Pour Beczala, être engagé par les plus grands théâtres du Monde dans des opéras français ou italien plutôt que dans le répertoire slave auquel ses origines semblaient le prédestiner représente une forme de consécration. Les preuves sont faites. Il peut à présent revenir aux sources, chanter sans crainte d’être marginalisé le russe, le tchèque et même le polonais. Voici à la scène les temps décomplexés de La fiancée vendue à Paris et de Rusalka à Salzbourg. Au disque en 2009, « Slavic opera arias »**, comme « Salut », ne se contente pas de parcourir des contrées familières – Eugène Onéguine, Sadko… – mais défriche aussi des terres vierges : Rafael d’Anton Stepanovich Arensky (1861-1906), un élève de Rimski-Korsakov, Flis, Halka et Straszny Dwor de Stanislaw Moniuszko (1819-1872), un compositeur polonais. Carton plein ! La critique louange tout autant la démarche que le résultat. « L’interprétation de Piotr Beczala se caractérise par des associations souvent antinomiques chez d’autres chanteurs : passion mais délicatesse, chaleur mais élégance, soin porté à la ligne de chant mais expression vibrante. » écrit ici même Yonel Buldrini (voir recension). Le lyrisme passionné qui habite l’air où Stefan, le héros de Straszny Dwor (le Manoir Hanté), se remémore son enfance est déjà celui de Lenski. Qui mieux que Piotr Beczala pour en souligner les liens de parenté.

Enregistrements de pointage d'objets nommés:

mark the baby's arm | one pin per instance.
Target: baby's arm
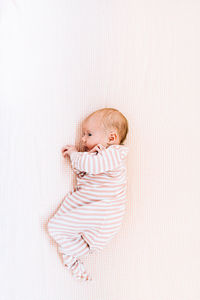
(95, 163)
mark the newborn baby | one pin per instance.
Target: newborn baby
(91, 215)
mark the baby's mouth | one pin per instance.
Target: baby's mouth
(85, 148)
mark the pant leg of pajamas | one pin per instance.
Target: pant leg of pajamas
(73, 230)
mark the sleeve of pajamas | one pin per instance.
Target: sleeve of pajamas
(92, 163)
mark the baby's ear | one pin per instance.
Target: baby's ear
(112, 138)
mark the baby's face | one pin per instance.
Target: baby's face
(93, 133)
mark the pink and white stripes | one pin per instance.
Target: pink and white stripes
(91, 215)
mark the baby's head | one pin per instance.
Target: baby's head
(106, 126)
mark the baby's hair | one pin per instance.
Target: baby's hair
(112, 118)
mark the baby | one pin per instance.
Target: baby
(91, 215)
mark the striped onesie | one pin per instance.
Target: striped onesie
(91, 214)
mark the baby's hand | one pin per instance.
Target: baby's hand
(68, 149)
(98, 148)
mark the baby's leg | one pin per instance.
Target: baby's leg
(72, 246)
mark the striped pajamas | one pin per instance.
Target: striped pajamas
(91, 214)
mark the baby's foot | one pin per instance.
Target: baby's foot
(79, 272)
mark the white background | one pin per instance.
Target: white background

Consignes.
a. D'après l'extrait sur Piotr Beczala, de qui Anton Stepanovich Arensky fut-il l'élève ?
b. Recopiez à l'identique la portion des lignes de données allant de la ligne qui contient « mark the baby's hair | one pin per instance. » jusqu'à la fin de ces lignes, bornes incluses.

Réponses.
a. De Rimski-Korsakov.

b.
mark the baby's hair | one pin per instance.
Target: baby's hair
(112, 118)
mark the baby | one pin per instance.
Target: baby
(91, 215)
mark the striped onesie | one pin per instance.
Target: striped onesie
(91, 214)
mark the baby's hand | one pin per instance.
Target: baby's hand
(68, 149)
(98, 148)
mark the baby's leg | one pin per instance.
Target: baby's leg
(72, 246)
mark the striped pajamas | one pin per instance.
Target: striped pajamas
(91, 214)
mark the baby's foot | one pin per instance.
Target: baby's foot
(79, 272)
mark the white background | one pin per instance.
Target: white background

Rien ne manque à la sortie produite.